Coordinate annotation records:
>> BEGIN

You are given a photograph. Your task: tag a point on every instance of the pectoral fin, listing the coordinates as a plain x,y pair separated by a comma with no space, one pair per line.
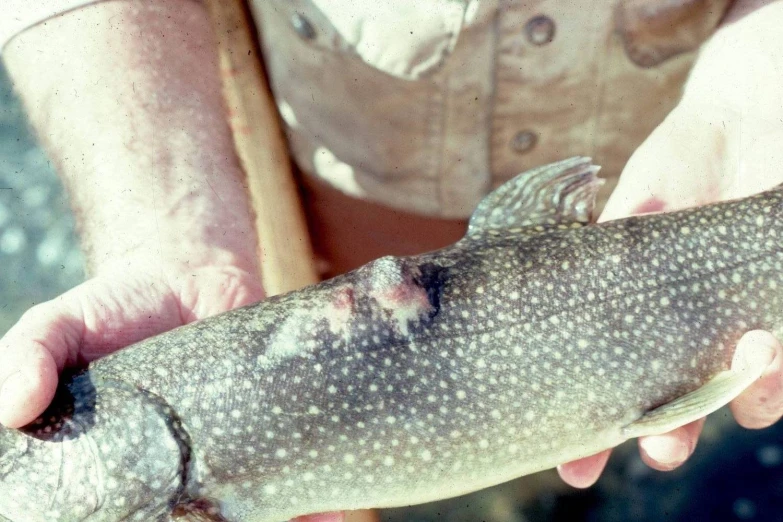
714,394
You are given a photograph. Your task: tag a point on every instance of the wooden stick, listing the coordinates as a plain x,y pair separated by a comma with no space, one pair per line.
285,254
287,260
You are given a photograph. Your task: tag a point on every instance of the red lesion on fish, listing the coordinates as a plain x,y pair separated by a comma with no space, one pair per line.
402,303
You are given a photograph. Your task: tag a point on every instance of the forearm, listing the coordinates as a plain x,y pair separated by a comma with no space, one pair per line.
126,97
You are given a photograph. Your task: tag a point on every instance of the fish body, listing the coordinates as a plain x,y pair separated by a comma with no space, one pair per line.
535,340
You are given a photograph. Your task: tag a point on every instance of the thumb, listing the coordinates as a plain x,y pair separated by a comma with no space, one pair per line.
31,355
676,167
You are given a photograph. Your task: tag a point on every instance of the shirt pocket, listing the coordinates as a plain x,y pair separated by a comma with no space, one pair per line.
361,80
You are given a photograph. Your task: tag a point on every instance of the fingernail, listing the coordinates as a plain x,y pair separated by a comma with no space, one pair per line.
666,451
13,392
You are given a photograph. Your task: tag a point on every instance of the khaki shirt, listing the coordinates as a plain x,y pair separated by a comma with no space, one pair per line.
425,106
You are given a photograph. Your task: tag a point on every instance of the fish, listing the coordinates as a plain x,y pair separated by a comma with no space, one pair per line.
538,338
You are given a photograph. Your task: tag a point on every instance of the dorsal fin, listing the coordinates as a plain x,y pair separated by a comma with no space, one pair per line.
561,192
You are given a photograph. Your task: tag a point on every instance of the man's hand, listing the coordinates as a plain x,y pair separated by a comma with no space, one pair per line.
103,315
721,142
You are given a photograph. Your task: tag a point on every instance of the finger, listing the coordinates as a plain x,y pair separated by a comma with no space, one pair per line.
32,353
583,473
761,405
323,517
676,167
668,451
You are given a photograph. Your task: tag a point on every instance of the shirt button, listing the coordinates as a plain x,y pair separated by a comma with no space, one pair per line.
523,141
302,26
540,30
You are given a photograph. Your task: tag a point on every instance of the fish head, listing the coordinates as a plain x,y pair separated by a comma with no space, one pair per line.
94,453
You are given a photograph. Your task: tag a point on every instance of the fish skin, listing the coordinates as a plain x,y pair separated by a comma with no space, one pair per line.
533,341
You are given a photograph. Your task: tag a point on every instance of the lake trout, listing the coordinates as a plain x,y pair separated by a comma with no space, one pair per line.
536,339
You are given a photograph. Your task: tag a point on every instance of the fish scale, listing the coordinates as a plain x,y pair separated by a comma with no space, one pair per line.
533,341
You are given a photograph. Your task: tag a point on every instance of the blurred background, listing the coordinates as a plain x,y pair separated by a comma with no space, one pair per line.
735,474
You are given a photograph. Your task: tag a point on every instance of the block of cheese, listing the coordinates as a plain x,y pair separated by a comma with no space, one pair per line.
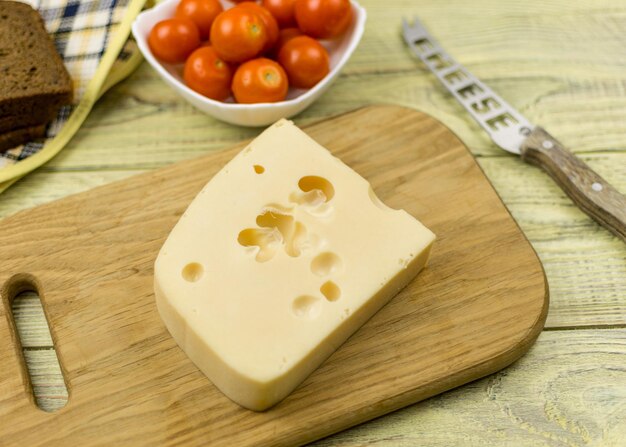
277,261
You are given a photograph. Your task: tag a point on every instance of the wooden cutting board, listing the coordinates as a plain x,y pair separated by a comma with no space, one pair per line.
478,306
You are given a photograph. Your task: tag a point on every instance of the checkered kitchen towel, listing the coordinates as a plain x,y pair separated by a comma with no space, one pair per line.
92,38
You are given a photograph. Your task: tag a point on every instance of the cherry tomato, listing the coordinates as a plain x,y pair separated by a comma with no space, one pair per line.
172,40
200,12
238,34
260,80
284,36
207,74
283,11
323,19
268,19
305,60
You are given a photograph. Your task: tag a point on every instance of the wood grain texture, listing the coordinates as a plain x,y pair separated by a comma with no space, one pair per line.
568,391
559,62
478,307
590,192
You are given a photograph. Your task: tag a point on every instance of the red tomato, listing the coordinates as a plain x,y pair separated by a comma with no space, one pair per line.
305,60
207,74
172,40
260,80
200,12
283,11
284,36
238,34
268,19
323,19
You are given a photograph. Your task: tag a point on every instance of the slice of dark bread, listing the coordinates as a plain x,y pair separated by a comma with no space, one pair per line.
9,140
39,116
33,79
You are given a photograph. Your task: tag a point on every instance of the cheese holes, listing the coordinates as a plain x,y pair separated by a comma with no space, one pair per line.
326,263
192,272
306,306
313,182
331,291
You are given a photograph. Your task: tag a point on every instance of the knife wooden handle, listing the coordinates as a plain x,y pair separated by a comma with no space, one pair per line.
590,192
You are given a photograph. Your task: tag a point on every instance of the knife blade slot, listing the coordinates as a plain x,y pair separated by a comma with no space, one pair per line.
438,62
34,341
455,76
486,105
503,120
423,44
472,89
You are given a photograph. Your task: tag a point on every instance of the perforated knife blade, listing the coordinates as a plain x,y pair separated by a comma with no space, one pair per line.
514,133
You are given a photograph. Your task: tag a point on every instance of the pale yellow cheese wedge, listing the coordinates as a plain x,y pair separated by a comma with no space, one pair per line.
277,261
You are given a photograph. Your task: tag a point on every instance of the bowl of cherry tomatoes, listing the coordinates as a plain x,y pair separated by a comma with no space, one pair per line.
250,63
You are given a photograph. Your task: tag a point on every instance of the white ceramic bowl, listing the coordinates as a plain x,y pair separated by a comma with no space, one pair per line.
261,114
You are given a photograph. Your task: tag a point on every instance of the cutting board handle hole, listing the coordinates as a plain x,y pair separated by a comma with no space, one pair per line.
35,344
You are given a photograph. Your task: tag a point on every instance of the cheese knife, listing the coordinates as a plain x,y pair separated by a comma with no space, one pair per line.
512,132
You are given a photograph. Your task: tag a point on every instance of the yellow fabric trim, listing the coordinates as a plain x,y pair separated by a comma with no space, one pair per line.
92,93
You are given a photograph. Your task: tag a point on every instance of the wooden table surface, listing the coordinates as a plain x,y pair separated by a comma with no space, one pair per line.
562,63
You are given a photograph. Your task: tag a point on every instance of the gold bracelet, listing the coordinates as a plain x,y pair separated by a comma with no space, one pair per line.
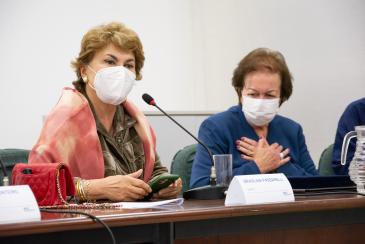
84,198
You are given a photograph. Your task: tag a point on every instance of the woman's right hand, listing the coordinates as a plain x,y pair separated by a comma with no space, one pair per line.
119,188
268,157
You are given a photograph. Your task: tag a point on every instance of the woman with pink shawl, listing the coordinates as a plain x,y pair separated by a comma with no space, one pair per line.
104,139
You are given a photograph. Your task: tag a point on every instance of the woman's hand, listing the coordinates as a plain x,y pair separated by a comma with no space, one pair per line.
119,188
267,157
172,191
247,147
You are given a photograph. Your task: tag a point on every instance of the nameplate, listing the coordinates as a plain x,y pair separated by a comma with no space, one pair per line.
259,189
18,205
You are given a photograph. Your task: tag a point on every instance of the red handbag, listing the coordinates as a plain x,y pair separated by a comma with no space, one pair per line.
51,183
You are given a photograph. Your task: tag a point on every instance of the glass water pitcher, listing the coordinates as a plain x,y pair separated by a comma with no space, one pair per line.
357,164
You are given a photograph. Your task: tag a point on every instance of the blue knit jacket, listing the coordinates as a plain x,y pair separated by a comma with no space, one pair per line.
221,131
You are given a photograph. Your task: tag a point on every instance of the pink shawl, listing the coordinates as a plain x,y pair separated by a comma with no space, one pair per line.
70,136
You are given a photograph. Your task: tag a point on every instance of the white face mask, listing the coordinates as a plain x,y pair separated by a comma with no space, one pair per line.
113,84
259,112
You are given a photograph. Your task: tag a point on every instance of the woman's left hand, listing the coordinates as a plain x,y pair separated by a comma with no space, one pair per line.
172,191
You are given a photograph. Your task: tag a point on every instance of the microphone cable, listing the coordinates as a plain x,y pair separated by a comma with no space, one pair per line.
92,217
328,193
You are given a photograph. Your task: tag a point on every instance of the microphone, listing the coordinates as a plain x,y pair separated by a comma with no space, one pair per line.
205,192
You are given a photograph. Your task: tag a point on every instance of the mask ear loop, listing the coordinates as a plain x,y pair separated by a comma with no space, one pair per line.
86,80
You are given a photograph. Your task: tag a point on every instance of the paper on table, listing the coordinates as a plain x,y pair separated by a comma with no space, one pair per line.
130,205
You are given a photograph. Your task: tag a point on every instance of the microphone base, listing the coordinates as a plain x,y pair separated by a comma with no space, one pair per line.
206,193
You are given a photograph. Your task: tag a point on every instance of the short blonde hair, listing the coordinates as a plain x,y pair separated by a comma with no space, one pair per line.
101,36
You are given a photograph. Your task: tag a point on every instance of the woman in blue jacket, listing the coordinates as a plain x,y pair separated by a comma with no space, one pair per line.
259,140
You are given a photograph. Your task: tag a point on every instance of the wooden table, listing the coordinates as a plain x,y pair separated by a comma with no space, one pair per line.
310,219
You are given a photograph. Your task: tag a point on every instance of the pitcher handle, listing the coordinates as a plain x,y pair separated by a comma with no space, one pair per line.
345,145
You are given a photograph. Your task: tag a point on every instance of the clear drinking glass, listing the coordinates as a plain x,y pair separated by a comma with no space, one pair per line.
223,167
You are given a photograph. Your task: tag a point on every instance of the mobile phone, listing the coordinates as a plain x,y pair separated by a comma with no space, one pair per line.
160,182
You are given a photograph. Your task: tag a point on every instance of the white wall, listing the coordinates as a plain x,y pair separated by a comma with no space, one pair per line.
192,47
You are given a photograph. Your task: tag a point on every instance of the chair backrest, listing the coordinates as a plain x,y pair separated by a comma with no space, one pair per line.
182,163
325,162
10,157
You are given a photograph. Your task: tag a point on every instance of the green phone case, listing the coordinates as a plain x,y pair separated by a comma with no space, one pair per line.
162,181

>> END

STATED TASK: Which lines run from the one containing "of the short" to the end of the entries above? Quote exactly those, and only those.

EXPECTED OUTPUT:
You are given a photograph. Your task: tag a point on every instance of the short blonde hair, listing the coordinates as a plain x,y pair separated by a comma with no space, one pair per line.
101,36
You are given a photograph. Your task: tag a point on every instance of the woman in blue jacket, listing the coordinates as a plain x,y pair separated by a comma with no space, one pair per line.
259,140
You are given a photograph. Your task: tag a point on every instance of the wooden table, listing the coordinates as a plain x,y pair separated by a comma with no space, one pair per line.
310,219
You are given a photograph. Your task: tag a point on every instance of the pitcher handle, listing the coordinates as a plain x,y pair separated by a comma with no space, one pair per line.
345,145
You are given a photograph. Your task: tag a point on every instance of the clear drinking glass, listing the coordinates as a plain x,y pair separated by a comma with no space, one pair per line.
223,167
You are given a photograph. Your task: tag a point on every instance of the mobile phone, listing the coordinates as a plain x,y pair separated by a comma with no space, one pair per line.
160,182
You are given a photograph. Your task: tag a point on every instance of the white wall, listing the coordinates as a plain x,y pair separated by a comma with no space, one pair per line.
192,47
You are given a photograph. Your task: tag a point on every instance of the chair backrest, listing the coordinates as a plain x,y pair separated by a comma with no space, one pair per line.
182,163
325,162
10,157
You are given a photograph. Your task: tag a point on every instance of the green phone case, listing the coordinates as a plain x,y pair separated by a comma with no space, one pair per line.
162,181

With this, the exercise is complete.